* TEXTAUSZUG
──────

Mit den gleichen dummen Fehlern wie damals. Und mit der gleichen Verzweiflung der entsetzten Demokraten, die das Ganze bloß hilflos von der Seitenauslinie beobachten können. "Ob bei Reformen auf europäischer Ebene oder bei der Einstufung der sicheren Herkunftsländer: Die Grünen sind in der Migrationspolitik ein Sicherheitsrisiko für das Land und erschweren durch realitätsferne Positionen konsequentes Regierungshandeln und parteiübergreifende Lösungen", verkündet FDP-Generalsekretär Bijan Djir-Sarai. [1] Es dürfte in Deutschland ein Novum sein, dass ein Teil der Regierung einen anderen Teil der Regierung als vermeintliches Sicherheitsrisiko in Misskredit bringt. Und es ist bezeichnend für die verrutschten Maßstäbe, dass die Grünen für den Versuch, das Völkerrecht zu beachten und die Menschenrechte zu verteidigen, angefeindet werden. Die Bewahrung demokratischer Prinzipien müsste eigentlich eine Selbstverständlichkeit sein, ist es aber offenkundig nicht.

Dabei schreibt die FDP in ihrem Bundestagswahlprogramm noch selbst: "Der diplomatische Einsatz für Freiheit, Menschenrechte, Demokratie und Rechtsstaatlichkeit gehört für uns Freie Demokraten zum unverzichtbaren Teil einer erfolgreichen und glaubwürdigen Außenpolitik. (…) Für uns Freie Demokraten ist das Grundrecht auf Asyl für politisch Verfolgte unantastbar. Dazu gehört auch die politische Verfolgung aus religiösen Gründen oder aufgrund der sexuellen Identität. (…) Wir Freie Demokraten wollen eine Integrationspolitik, die Vielfalt begrüßt und daher Einwanderinnen und Einwanderer einlädt, Teil unserer Gesellschaft zu werden, ihnen aber auch eine eigene Integrationsleistung abverlangt." [2]

Dass nun seitens der FDP Druck gemacht wird, die Maghreb-Staaten Marokko, Algerien und Tunesien als sichere Herkunftsstaaten zu deklarieren, obgleich es dort zu schweren Menschenrechtsverletzungen kommt, widerspricht ihrem eigenen Wahlprogramm, denn im Maghreb sind etwa Homosexuelle starker Verfolgung ausgesetzt. Stichwort: Politische Verfolgung aufgrund der sexuellen Identität. Von der Unterdrückung Oppositioneller und der Einschränkung der Pressefreiheit ganz zu schweigen. Aber laut Djir-Sarai sind natürlich die Grünen die Bösen, bloß weil sie Prinzipien hochhalten, zu denen sich 2021 auch die FDP bekannte. Zumindest auf dem Papier, doch das ist ja bekanntlich geduldig.

──────

* KURZE AUFGABE
Kopiere aus dem Textauszug zur Migrationspolitik wortgetreu die Stelle von „Dass nun seitens“ bis einschließlich „ja bekanntlich geduldig.“. Die Datensätze haben mit dem Textauszug nichts zu tun.

* ANGEZEIGTE DATEN
──────

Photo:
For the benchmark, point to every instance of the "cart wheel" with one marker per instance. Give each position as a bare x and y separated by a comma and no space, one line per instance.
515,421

──────

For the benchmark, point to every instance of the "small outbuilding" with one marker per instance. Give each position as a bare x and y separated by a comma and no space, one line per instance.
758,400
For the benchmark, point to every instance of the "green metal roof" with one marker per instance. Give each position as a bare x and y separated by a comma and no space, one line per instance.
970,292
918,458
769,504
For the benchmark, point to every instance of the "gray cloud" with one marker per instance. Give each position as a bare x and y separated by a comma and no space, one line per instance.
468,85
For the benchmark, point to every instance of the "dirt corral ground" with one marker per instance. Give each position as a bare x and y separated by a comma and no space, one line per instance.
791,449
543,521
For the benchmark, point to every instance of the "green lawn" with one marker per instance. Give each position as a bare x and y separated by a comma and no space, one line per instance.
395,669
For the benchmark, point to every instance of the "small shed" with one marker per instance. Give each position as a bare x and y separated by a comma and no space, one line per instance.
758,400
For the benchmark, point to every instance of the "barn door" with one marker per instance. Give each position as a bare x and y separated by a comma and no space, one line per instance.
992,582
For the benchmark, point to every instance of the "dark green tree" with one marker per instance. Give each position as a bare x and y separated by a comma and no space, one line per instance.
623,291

──────

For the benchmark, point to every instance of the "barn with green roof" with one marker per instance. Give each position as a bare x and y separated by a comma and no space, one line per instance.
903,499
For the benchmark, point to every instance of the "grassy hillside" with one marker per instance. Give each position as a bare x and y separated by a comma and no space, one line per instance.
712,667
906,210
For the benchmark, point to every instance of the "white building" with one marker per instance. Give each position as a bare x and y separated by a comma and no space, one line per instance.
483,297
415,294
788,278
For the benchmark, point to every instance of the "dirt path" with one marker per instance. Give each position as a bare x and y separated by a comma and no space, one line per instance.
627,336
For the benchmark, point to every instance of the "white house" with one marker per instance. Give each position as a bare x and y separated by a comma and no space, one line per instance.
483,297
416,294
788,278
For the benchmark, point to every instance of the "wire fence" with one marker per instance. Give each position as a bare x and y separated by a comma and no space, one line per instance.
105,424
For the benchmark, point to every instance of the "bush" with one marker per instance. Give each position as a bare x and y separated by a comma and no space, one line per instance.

──────

* ERGEBNIS DER AUFGABE
Dass nun seitens der FDP Druck gemacht wird, die Maghreb-Staaten Marokko, Algerien und Tunesien als sichere Herkunftsstaaten zu deklarieren, obgleich es dort zu schweren Menschenrechtsverletzungen kommt, widerspricht ihrem eigenen Wahlprogramm, denn im Maghreb sind etwa Homosexuelle starker Verfolgung ausgesetzt. Stichwort: Politische Verfolgung aufgrund der sexuellen Identität. Von der Unterdrückung Oppositioneller und der Einschränkung der Pressefreiheit ganz zu schweigen. Aber laut Djir-Sarai sind natürlich die Grünen die Bösen, bloß weil sie Prinzipien hochhalten, zu denen sich 2021 auch die FDP bekannte. Zumindest auf dem Papier, doch das ist ja bekanntlich geduldig.